Excerpts of location labeling data —
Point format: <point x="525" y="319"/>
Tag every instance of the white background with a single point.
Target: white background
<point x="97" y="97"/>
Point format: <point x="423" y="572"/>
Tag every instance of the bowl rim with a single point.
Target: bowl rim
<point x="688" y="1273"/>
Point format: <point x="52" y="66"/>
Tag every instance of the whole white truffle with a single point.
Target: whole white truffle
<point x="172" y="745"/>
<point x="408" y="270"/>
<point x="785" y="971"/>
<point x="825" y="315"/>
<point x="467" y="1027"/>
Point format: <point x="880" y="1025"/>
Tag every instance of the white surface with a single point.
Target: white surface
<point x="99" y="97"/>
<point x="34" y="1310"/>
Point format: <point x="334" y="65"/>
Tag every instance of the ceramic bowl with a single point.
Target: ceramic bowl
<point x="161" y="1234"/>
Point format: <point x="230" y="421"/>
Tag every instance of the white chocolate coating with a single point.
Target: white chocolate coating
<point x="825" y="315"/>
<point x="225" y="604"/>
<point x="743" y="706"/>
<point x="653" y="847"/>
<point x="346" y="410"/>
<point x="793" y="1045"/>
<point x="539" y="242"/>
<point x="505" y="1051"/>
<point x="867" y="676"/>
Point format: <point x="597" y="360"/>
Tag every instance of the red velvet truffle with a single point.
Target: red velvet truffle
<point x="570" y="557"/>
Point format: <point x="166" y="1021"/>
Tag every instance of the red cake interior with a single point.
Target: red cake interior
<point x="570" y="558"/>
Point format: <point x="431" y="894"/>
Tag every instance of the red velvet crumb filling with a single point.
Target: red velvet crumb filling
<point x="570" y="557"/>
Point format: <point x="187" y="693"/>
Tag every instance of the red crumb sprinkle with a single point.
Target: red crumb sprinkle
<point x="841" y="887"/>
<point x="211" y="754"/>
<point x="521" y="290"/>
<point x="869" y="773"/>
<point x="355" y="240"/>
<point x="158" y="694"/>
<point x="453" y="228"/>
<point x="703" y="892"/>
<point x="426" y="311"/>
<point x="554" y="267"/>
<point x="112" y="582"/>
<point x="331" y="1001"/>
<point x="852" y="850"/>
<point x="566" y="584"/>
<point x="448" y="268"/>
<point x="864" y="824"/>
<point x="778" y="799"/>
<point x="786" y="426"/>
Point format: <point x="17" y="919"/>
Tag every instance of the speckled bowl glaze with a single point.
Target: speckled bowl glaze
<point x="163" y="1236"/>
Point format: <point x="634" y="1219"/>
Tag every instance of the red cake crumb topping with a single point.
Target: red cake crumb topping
---
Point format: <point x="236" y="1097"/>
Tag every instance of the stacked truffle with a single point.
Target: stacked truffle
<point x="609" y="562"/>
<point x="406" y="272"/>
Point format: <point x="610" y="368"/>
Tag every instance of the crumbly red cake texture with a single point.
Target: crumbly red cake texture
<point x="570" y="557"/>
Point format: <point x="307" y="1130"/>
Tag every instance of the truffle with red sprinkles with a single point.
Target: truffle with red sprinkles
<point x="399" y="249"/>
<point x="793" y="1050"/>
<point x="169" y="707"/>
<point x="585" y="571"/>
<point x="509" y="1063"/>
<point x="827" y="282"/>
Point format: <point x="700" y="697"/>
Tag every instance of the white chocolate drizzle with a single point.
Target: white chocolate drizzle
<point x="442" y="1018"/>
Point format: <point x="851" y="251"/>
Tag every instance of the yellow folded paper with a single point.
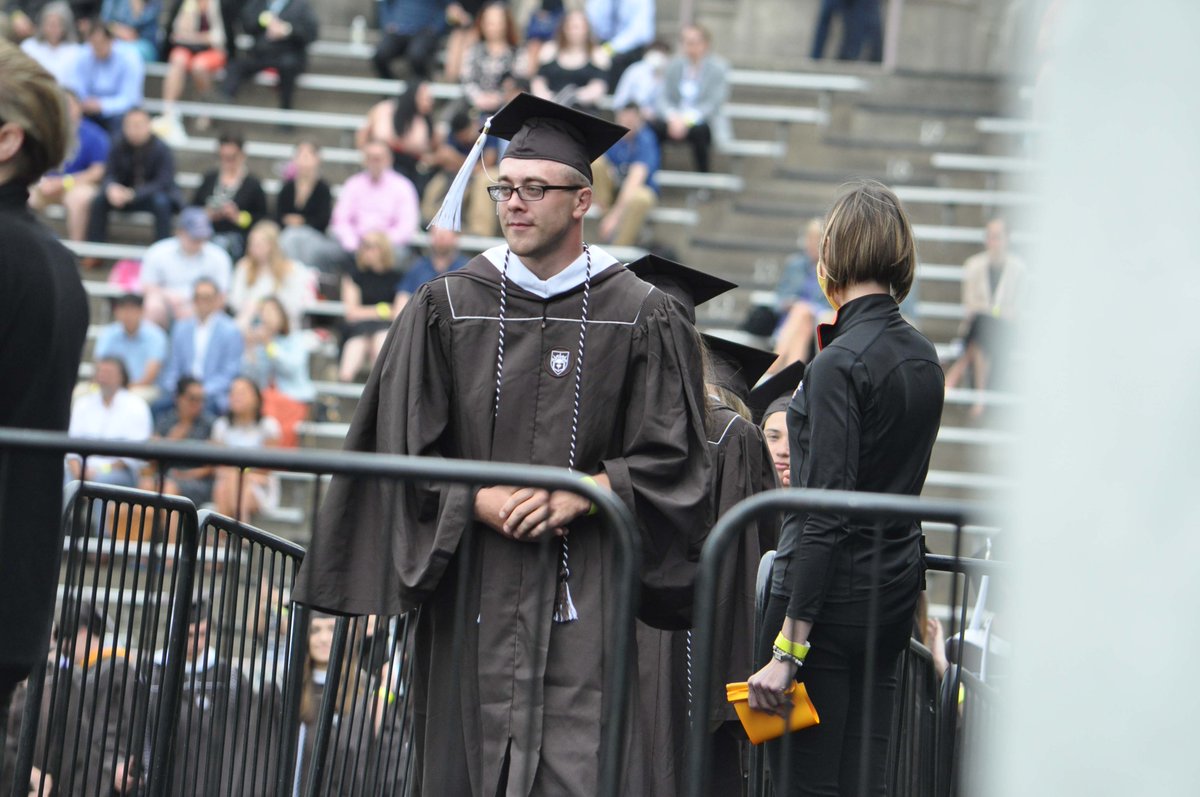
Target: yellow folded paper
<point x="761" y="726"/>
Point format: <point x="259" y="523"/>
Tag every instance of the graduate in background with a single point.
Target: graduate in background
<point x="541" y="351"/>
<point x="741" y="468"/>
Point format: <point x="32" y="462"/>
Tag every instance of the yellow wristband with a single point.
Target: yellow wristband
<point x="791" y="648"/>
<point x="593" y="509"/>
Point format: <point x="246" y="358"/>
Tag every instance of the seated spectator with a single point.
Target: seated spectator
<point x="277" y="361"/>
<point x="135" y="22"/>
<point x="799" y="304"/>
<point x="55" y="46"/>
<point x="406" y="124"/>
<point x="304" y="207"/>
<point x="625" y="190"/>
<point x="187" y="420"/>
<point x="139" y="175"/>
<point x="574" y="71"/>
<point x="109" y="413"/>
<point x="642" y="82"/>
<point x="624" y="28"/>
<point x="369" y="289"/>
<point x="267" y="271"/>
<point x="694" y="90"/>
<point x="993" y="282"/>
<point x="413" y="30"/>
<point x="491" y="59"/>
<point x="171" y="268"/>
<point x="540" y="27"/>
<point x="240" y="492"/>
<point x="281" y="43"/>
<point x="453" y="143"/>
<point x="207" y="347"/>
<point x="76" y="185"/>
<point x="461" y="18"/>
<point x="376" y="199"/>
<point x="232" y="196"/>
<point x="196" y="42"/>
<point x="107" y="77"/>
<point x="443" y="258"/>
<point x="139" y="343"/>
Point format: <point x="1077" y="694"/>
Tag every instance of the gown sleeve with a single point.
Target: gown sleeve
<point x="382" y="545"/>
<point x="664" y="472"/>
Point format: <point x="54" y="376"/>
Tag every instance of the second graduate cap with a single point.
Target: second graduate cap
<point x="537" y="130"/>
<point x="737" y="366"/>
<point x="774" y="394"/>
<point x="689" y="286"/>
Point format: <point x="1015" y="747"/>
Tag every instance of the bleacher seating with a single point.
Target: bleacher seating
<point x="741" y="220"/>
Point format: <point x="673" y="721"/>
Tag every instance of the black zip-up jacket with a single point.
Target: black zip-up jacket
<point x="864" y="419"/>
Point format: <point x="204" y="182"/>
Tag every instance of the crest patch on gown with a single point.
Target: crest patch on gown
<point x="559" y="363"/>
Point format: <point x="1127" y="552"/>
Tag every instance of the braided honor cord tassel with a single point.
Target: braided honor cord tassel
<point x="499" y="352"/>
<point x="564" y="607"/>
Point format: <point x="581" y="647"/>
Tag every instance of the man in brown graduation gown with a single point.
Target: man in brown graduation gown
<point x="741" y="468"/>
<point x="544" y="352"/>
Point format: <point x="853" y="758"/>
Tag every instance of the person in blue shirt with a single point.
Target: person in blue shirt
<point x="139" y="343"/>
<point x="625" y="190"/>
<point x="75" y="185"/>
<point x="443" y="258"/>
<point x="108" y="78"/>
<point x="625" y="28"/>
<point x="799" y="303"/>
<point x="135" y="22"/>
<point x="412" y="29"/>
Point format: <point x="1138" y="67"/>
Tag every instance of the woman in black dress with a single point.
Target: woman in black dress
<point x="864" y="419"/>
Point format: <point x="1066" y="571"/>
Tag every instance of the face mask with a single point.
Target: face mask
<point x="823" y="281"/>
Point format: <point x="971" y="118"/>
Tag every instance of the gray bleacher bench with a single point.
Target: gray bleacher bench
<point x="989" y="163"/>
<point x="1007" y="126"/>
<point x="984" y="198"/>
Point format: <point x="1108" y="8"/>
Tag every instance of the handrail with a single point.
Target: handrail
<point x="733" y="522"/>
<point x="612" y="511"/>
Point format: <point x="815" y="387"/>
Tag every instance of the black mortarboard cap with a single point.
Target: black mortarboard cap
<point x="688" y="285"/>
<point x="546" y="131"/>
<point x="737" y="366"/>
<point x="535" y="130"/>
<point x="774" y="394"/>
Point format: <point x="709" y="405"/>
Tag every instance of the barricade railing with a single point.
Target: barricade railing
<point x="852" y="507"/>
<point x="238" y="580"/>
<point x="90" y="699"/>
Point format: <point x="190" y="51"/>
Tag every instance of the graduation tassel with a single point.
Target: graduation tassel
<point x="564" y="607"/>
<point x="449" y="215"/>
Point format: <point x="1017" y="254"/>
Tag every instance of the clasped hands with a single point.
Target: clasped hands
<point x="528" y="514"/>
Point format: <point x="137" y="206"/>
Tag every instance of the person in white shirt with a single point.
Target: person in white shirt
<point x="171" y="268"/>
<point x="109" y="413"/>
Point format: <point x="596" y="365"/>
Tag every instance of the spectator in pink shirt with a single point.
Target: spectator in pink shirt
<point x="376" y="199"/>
* * *
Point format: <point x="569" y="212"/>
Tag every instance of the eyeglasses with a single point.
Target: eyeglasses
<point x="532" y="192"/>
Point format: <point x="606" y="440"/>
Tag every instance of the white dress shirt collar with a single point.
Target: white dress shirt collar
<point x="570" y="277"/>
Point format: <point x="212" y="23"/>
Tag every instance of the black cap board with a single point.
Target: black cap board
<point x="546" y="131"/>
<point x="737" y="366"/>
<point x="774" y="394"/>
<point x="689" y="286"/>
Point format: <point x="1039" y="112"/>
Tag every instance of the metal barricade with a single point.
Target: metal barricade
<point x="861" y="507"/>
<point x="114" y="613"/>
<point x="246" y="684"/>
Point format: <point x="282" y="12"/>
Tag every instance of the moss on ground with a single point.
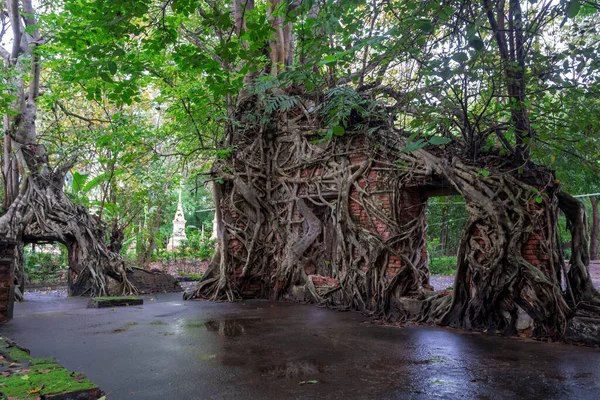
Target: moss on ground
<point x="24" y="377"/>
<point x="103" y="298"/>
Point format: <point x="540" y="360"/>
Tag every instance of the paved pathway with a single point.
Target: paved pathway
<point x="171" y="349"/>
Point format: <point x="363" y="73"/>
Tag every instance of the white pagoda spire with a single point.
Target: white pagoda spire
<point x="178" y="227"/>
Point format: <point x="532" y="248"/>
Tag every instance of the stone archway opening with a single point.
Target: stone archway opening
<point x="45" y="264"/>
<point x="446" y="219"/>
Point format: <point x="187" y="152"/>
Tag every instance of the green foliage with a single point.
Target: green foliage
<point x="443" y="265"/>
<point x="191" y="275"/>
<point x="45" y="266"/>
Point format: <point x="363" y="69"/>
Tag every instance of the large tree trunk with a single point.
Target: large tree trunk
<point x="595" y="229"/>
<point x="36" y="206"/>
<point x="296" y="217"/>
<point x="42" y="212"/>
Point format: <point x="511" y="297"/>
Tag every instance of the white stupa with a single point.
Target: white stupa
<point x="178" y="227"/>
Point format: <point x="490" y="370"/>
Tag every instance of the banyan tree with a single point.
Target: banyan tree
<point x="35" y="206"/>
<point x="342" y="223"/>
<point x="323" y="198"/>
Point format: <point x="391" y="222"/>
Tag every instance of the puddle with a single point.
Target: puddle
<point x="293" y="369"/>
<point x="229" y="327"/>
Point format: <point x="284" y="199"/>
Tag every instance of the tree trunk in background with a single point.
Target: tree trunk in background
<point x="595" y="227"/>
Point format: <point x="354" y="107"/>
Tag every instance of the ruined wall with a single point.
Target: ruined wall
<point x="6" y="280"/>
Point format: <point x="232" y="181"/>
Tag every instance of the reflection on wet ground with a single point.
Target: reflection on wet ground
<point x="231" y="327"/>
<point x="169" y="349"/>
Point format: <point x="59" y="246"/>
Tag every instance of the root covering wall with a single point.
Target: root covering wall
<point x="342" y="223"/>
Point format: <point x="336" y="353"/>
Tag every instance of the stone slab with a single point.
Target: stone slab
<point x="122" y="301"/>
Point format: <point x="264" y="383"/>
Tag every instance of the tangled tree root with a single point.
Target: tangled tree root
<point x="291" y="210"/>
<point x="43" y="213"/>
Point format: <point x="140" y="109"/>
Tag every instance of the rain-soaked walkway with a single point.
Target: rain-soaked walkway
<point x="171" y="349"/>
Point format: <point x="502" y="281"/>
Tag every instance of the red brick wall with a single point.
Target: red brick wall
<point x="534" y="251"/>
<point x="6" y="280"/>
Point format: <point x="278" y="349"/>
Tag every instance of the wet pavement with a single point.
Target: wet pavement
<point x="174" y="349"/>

Exercise — Identify every line of the material above that contains the word "graduation", and copy each of those lines in full.

Answer to the exercise —
Tag every instance of the man in brown graduation gown with a single point.
Target: man in brown graduation gown
Tag every instance of the graduation tassel with a single point.
Target: graduation tassel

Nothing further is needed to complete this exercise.